### Your instructions
Your reply is to be the lines below, exactly as written, with images omitted.

(Stored data entries)
....
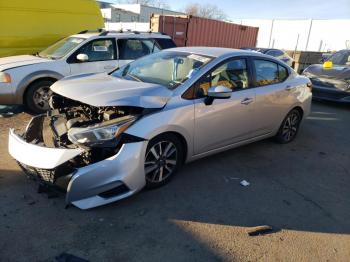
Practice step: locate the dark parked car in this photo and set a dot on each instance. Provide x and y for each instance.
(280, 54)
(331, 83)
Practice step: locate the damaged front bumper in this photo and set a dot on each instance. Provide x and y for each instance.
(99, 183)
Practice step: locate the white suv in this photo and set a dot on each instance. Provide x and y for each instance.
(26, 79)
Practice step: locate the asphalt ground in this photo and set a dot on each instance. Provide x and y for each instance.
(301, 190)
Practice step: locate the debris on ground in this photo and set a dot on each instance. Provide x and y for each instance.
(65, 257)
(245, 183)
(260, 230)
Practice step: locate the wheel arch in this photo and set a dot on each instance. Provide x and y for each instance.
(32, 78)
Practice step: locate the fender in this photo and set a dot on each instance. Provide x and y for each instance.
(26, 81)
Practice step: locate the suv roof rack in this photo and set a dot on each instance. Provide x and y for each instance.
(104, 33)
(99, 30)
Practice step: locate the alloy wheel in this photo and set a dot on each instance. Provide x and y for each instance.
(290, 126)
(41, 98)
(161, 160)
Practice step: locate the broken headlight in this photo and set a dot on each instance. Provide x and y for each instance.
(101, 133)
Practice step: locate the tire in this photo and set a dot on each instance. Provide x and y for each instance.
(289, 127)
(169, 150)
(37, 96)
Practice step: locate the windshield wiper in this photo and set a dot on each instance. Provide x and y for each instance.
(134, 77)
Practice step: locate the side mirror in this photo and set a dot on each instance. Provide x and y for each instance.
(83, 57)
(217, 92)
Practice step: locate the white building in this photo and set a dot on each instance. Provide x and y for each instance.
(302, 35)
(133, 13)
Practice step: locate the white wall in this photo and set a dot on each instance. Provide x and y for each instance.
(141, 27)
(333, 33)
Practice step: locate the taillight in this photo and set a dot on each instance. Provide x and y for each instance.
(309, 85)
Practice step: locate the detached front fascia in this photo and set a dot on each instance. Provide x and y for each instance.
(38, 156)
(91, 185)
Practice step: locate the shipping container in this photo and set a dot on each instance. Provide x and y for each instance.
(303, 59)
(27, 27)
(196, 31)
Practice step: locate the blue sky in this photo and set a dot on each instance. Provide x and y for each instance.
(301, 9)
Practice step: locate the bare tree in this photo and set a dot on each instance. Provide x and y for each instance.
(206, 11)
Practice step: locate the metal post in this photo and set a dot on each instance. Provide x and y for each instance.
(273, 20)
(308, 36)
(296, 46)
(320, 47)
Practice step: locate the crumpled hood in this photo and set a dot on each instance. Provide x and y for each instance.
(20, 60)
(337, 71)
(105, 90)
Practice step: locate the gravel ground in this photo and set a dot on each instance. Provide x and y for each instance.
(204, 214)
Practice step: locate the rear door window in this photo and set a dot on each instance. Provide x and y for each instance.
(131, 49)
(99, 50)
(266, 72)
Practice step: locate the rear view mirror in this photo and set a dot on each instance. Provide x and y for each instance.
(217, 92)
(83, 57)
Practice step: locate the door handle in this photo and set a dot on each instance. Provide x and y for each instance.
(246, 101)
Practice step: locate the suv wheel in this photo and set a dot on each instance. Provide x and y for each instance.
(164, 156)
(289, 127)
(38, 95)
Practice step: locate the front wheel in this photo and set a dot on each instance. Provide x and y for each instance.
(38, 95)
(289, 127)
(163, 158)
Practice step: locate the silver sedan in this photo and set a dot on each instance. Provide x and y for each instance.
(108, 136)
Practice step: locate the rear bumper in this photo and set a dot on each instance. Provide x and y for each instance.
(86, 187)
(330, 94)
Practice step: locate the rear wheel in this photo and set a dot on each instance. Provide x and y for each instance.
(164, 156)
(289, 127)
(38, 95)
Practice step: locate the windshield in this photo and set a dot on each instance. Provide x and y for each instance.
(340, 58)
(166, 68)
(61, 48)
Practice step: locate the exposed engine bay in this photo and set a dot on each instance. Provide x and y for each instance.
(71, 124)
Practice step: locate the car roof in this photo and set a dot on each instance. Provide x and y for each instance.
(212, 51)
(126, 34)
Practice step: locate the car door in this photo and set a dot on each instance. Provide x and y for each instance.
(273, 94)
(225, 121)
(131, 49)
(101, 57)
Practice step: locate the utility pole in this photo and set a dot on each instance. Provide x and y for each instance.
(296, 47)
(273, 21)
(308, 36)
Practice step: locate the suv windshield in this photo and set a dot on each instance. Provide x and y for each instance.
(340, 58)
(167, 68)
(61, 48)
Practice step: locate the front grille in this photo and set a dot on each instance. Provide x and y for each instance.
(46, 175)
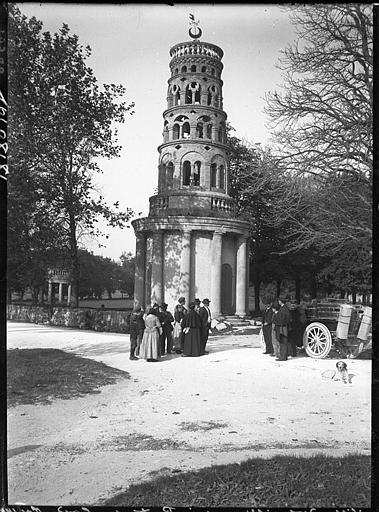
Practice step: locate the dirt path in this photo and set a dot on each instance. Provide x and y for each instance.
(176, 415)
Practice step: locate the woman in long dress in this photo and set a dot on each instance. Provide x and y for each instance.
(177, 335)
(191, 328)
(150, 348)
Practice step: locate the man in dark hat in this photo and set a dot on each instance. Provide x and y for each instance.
....
### Answer section
Practice step: locate the dark parked car in this photo and set a dot on each instance. Provide x and y for each instance.
(280, 54)
(331, 83)
Practice step: locate the damaged front bumper in this photo and set a dot on each instance. Provide x and y for each instance.
(99, 183)
Practice step: locate the white suv in this photo and set a dot on each instance. Provide x and y for each instance.
(26, 79)
Practice step: locate the asphalt ground in this photo and set a dot on each instance. Provide x and y for each instance.
(301, 190)
Practice step: locate the debris on ground in this photo and set a dot on each instance. Provide x and y for each instance.
(65, 257)
(245, 183)
(260, 230)
Practice step: locate the wheel arch in this photo and set a dot on each instance. Provide x and y for each instance.
(32, 78)
Practice step: locate the fender in this photo and set a dot on each instance. Provide x and y for each instance.
(26, 81)
Practice step: locate the suv roof rack in this photo and set a dot on each instance. Provide x and y for each instance.
(104, 33)
(99, 30)
Practice step: locate the alloy wheel in this photo and set a dot on each instance. Provide x and y for each instance.
(290, 126)
(41, 98)
(161, 160)
Practice step: locate the broken headlight in this photo and set a dot on each instance. Provide x and y for each instance.
(101, 133)
Practice step: locate the tire in this photo and set a dot on each instance. Provide x and y for each instance.
(289, 127)
(169, 150)
(37, 96)
Practice step: locate the windshield wiper in this photo and set a dot on each instance. Provide x and y for each instance.
(134, 77)
Practice step: locate the side mirror in this photo and set a dot on each instance. Provide x and y for each instance.
(83, 57)
(217, 92)
Practice step: locate the white building in this photo and set a dot on each instance. Provide x and y for each instance.
(302, 35)
(133, 13)
Practice step: locate the white wall in this photo and set a dot on each instance. Provide x and y for each instance.
(141, 27)
(333, 33)
Practice step: locate the taillight in this photo and set a dot on each instance. Provide x and y for each instance.
(309, 85)
Practice step: locate the detached front fascia in this photo and set a dot on each instance. Provide x and y for each instance.
(38, 156)
(91, 185)
Practice step: locate the shipping container in this photo and set a dot on each instance. Provide x and y for each instance.
(303, 59)
(27, 27)
(196, 31)
Practice step: locate the blue sky in this photo and set a dot on each instance. Provide x and y for each instance.
(301, 9)
Practice step: locate the bare tree in this photo and set a dot on each instance. Provide x and y for each instance.
(206, 11)
Practice step: locate the metal post in this photo and set a dot on each instance. Provide x and y for each instance.
(273, 20)
(308, 36)
(296, 46)
(320, 47)
Practice step: locate the crumpled hood in this photo and set a dot on each instance. Provide x and y for each instance.
(20, 60)
(337, 71)
(105, 90)
Practice step: locate the gravel ground in this photo and set a dot on each instance. Provide x and y for each instance.
(204, 214)
Practice step: locate the rear door window in this photo and set a dot on each instance. Provide x and y for each instance.
(131, 49)
(99, 50)
(266, 72)
Practice step: locate the rear view mirror in this photo and set a dot on each instance. Provide x and y for each instance.
(217, 92)
(83, 57)
Practice step: locate the door handle in this photo and set a dot on each instance. Provide x and y for each instance.
(246, 101)
Practice step: locate the suv wheel in this photo and set a dot on each instance. Provide x and y for each instance.
(164, 156)
(289, 127)
(38, 95)
Practice step: locate the front wheel in this photo and set a dot on each instance. Provide x and y for each instance.
(38, 95)
(289, 127)
(163, 158)
Practice step: locate the silver sedan in this photo and set a dot on each instance. Provide x and y for each instance.
(108, 136)
Practice step: locate the rear bumper in this photo and set a dot on each instance. Provide x and y for each instance.
(86, 187)
(330, 94)
Practice step: locate the rear wheel in this photo and set a dot on each instance. Provide x and y for each instance.
(164, 156)
(289, 127)
(38, 95)
Practice step: locate the windshield in this photo and set a dot on each instance. Provide x and y for each instance.
(340, 58)
(166, 68)
(61, 48)
Practice step: locate the exposed engine bay in this photo and set a dot on each instance. Provide x and y for each instance.
(71, 124)
Practice step: locate the car roof in this photo and set a dot on each instance. Provide x and y for each instance.
(212, 51)
(126, 34)
Practice step: locate the car door in this photo and set a dot on each instance. Provide x and y for each instance.
(273, 94)
(225, 121)
(131, 49)
(101, 57)
Practice step: locate the utility pole in this photo and set a dot on each instance. Provide x and y for each instance.
(296, 47)
(273, 21)
(308, 36)
Practice step: locate the suv windshield in this photo and set a dot on each instance. Provide x and y for each instance.
(340, 58)
(167, 68)
(61, 48)
Practice step: locate the front grille in this photo and set a dot on each instance. Provide x and y for each instance.
(46, 175)
Practice step: locate the dirt path in this photo and set a dot on each instance. Provide x and y for each instance.
(176, 415)
Practice step: locate the woman in long dress in this photo and set a dot on each instance. Provide x and y for each instance.
(177, 335)
(191, 328)
(150, 348)
Practice step: locate the man in dark hat in this photo and set a dot on each instance. Provide x and y for each instance.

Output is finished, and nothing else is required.